Task directions. Write the next part of the paper below on how stimulation timing affects working memory, starting after its last sentence.

The Influence of Stimulation Timing on the Modulation of Working Memory

Affiliations:
Institute of Brain and Psychological Sciences, Sichuan Normal University, Chengdu 610066, China
Center for Cognitive and Psychoneurobiological Studies, University of Liège, Belgium
University Medical Center Göttingen, Georg-August University, Göttingen, Germany
Research Center for Brain and Cognitive Neuroscience, Liaoning Normal University, Dalian, China
Psychological Research and Counseling Center, Southwest Jiaotong University, Chengdu 611756, China

Ruiqiao Guo and Wenrui Li contributed equally to this work.

Abstract

Although transcranial Alternating Current Stimulation (tACS) can enhance working memory (WM) performance by modulating cognitive resources, existing research has reported inconsistent effects. This study identifies a critical moderating variable for these regulatory effects. Through two rigorously designed experiments, we demonstrate that the regulatory impact of tACS is influenced by the temporal alignment between stimulation and task performance. Compared to sham stimulation, theta-tACS significantly increases memory capacity while maintaining precision when applied during the task. However, once a quantity-precision trade-off strategy has been established in the task, this strategy persists under the influence of psychological inertia; specifically, compared to sham stimulation, tACS selectively improves memory precision without altering the quantity of items remembered. Furthermore, it was discovered that the influence on trade-off strategies does not transfer; that is, the strategy formed by a participant in the initial task is disrupted when encountering a new task. Faced with a novel scenario, individuals develop new strategies based on specific task characteristics and their total available resources, demonstrating the flexible reallocation of cognitive resources. Consequently, we conclude that the regulatory effect depends on the timing of the stimulus application: if applied prior to practice, it primarily affects memory quantity; if applied afterward, it mainly influences memory precision. However, the regulatory effects already established do not transfer to new tasks.

[Stored data]

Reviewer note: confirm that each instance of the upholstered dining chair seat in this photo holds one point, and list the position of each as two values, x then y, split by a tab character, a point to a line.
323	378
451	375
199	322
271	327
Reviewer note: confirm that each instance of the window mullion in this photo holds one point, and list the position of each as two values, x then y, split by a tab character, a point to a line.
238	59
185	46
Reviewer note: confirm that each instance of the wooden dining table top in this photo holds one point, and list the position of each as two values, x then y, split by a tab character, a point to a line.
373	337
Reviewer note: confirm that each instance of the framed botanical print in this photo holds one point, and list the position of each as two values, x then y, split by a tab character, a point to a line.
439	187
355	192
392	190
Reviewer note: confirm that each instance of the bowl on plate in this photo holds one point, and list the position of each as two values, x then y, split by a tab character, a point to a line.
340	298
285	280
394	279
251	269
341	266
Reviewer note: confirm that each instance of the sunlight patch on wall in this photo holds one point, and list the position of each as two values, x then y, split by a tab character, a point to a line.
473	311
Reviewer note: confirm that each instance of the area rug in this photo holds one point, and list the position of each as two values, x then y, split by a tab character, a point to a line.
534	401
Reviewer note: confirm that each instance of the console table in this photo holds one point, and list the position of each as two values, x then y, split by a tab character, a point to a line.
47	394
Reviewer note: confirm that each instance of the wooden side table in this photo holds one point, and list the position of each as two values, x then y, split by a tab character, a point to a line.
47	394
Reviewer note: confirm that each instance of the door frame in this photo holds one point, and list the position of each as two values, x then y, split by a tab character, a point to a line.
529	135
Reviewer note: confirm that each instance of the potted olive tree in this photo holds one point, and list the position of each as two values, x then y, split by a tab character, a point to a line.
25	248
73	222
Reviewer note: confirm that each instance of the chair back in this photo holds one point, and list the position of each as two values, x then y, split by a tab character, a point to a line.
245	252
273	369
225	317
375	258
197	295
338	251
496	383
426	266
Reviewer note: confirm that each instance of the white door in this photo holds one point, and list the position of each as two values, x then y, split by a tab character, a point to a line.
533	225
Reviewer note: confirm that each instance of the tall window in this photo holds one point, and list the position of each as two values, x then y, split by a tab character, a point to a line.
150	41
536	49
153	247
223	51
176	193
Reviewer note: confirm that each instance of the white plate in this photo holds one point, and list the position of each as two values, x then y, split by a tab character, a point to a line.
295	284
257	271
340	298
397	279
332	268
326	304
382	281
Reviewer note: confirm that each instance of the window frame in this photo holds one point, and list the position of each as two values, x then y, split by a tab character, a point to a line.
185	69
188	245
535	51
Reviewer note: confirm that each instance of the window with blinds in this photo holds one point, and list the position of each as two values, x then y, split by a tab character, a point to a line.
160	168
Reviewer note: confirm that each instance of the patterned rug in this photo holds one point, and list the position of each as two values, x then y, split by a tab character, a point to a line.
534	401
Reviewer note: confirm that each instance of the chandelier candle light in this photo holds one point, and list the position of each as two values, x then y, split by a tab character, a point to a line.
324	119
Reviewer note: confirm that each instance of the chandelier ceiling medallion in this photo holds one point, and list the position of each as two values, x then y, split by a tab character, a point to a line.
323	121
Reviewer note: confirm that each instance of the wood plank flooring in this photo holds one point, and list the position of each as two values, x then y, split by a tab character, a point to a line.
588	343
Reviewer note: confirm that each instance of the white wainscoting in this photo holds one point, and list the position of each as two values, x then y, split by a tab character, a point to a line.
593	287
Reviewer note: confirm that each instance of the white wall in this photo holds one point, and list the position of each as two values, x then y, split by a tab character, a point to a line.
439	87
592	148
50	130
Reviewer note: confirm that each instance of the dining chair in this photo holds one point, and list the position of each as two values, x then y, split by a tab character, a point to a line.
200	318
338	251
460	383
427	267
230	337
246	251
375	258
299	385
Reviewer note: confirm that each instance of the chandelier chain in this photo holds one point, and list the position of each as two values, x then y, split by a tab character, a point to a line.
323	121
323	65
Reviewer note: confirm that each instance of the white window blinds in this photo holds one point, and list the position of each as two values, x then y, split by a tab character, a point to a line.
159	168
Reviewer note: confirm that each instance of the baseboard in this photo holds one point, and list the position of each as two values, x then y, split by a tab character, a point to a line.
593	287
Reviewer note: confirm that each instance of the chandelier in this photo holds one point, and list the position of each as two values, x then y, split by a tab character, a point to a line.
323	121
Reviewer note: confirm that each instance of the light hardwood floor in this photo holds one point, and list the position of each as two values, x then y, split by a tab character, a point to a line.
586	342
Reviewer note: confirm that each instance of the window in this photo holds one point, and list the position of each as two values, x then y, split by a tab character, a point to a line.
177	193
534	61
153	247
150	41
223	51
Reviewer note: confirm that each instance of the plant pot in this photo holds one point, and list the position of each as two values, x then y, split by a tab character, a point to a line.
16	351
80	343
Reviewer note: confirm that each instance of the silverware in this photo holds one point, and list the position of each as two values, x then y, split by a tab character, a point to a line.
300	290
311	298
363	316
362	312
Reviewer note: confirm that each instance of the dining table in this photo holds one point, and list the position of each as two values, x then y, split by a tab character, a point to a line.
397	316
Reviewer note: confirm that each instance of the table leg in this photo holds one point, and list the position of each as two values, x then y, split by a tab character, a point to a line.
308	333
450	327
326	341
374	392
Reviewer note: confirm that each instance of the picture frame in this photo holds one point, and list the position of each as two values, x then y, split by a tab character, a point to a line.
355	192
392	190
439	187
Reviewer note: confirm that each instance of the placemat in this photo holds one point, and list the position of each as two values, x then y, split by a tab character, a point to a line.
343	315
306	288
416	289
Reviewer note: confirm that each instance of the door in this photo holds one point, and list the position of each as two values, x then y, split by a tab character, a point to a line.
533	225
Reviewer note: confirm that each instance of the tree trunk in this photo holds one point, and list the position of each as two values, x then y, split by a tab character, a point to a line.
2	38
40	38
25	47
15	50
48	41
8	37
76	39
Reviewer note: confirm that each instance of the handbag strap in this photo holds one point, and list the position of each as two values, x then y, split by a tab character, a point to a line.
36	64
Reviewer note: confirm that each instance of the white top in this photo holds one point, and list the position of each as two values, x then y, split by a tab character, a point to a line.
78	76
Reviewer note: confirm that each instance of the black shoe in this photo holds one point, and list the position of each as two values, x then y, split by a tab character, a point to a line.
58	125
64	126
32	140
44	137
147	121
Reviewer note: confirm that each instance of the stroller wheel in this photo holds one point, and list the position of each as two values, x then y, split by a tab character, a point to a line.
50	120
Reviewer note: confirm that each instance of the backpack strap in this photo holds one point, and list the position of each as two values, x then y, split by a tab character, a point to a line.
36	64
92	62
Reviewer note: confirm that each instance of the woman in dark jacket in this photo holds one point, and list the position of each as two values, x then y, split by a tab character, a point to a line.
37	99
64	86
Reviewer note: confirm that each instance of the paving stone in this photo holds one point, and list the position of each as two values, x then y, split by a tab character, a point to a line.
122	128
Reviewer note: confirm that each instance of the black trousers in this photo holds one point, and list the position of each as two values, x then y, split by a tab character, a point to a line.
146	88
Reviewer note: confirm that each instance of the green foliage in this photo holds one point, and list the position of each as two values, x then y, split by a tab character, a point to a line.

Exercise result.
Keywords: theta-tACS, working memory, accuracy-quantity trade-off, psychological inertia

Introduction

Visual working memory (VWM) is a core component of cognitive function, responsible for the brief maintenance, manipulation, and storage of visual information. Research indicates that individuals with high visual working memory capacity exhibit significant cognitive advantages compared to those with low capacity. These differences are often reflected in the efficiency of information processing and the ability to manage complex cognitive tasks. Significant individual differences exist in VWM capacity; individuals with higher capacity demonstrate superior performance in tasks involving machine learning \cite{Zhang2019}, language understanding \cite{Ding2023}, and the suppression of irrelevant information \cite{Vogel2005}. Conversely, low VWM capacity can limit an individual's cognitive potential. Consequently, researchers are dedicated to exploring non-invasive methods to effectively enhance VWM capacity and improve overall cognitive function.

Transcranial Alternating Current Stimulation (tACS) at the theta frequency has been shown to significantly improve working memory performance by modulating neural oscillation synchrony in parietal regions \cite{Biel2022}. The underlying mechanism is primarily driven by theta-gamma coupling \cite{JensenLisman1998, 2005}, where a single gamma cycle corresponds to a specific memory item \cite{Axmacher2010}. By delivering weak electrical currents at specific frequencies to synchronize brain oscillations, tACS can influence cognitive performance \cite{Antal2008, Nitsche2008, Riecke2015}. Specifically, theta-tACS can reduce an individual's theta frequency, thereby accommodating more gamma cycles within a single theta cycle to expand working memory capacity.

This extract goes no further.